* WHAT THE TASK REQUIRES: Revise the material below so that every "Target" reads "Object", with nothing else changed, and omit the pictures from your version.

* MATERIALS PROVIDED:
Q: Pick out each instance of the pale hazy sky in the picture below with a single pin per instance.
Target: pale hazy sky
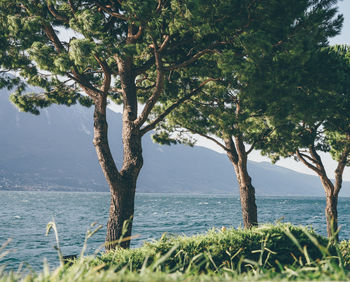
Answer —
(343, 38)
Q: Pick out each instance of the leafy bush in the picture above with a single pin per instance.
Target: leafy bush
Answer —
(270, 246)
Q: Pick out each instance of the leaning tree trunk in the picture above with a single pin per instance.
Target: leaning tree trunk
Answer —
(239, 157)
(332, 215)
(331, 211)
(122, 184)
(121, 212)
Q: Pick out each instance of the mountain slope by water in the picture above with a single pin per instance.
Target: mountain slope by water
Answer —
(54, 151)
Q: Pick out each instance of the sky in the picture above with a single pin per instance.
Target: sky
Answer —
(330, 165)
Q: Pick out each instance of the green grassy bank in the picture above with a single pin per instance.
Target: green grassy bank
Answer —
(270, 252)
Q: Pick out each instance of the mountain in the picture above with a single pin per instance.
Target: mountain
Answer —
(54, 151)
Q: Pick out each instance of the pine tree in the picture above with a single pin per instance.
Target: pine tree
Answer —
(317, 120)
(257, 69)
(100, 51)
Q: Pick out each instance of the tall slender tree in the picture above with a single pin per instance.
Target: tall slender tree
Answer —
(318, 121)
(262, 62)
(119, 51)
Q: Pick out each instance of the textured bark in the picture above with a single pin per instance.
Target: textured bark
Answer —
(238, 156)
(332, 215)
(121, 214)
(331, 211)
(122, 184)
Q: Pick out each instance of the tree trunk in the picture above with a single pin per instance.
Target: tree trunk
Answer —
(331, 206)
(122, 184)
(239, 157)
(247, 197)
(121, 214)
(332, 215)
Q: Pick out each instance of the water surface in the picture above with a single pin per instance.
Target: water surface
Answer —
(24, 216)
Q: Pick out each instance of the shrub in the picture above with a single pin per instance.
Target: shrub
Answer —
(269, 246)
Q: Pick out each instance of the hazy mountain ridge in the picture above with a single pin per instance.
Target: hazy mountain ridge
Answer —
(54, 151)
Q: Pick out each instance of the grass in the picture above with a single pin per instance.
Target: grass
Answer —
(270, 252)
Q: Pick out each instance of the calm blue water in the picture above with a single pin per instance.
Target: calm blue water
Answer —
(24, 216)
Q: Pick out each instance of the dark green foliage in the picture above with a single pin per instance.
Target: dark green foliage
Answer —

* TASK SOLUTION:
Q: Pick out each instance of the pale hazy sky in the picture below with a single pin per instance.
Object: pale hazy sky
Answer —
(343, 38)
Q: Pick out each instance of the leafy bush in the picture above with a single pin per instance.
Object: leafy bush
Answer —
(270, 246)
Q: Pick out each instance of the leaning tree trunk in the picture above with a single pin per instance.
Object: leaning tree trunk
Answer —
(239, 157)
(332, 215)
(331, 211)
(122, 184)
(121, 212)
Q: Pick out each instance of the mountain slope by water in the picture above with a single pin per instance.
Object: mountain slope by water
Answer —
(54, 151)
Q: Pick out each instance of the sky in the picture above with a single pin per instance.
Object: sky
Answer —
(330, 165)
Q: Pick out each instance of the green grassy bank in the picture above with a single pin per instance.
Object: green grassy bank
Answer —
(270, 252)
Q: Pick out each instance of the mountain in the picture above with a single pin per instance.
Object: mountain
Answer —
(54, 151)
Q: Pick out each instance of the pine tree in the picture above with a single pin per instance.
Object: pine tree
Answer —
(317, 120)
(257, 69)
(100, 51)
Q: Pick out each instance of the tall slender tree in the picture above with a single pin per instance.
Object: tall slender tree
Answer —
(318, 121)
(262, 62)
(119, 51)
Q: Pick out each instance of the textured bark in the picture above with a single pin per instance.
Object: textured bark
Answer —
(238, 156)
(332, 215)
(121, 214)
(331, 211)
(122, 184)
Q: Pick out each instance of the tree trunk in the picture above with a single pin per instance.
Object: tree trunk
Answer —
(331, 206)
(122, 184)
(239, 157)
(247, 197)
(121, 214)
(332, 215)
Q: Pick out each instance of the water surface in the picture above with a single pin per instance.
Object: water surface
Answer —
(24, 216)
Q: Pick out each instance of the shrub in the picture above with a single pin per instance.
Object: shrub
Answer —
(269, 246)
Q: Pick out each instance of the hazy mountain ridge in the picture above with a single pin per instance.
Object: hazy mountain ridge
Answer —
(54, 151)
Q: Pick out each instance of the grass in the picture above with a single pin per instance.
Object: grass
Answer —
(270, 252)
Q: Pick out each instance of the calm blue water in the picture above with a single pin per instance.
Object: calm blue water
Answer —
(24, 216)
Q: Pick out each instance of the dark green foliage in the picture above with a single pin per instance.
Object: dark green foliage
Answer —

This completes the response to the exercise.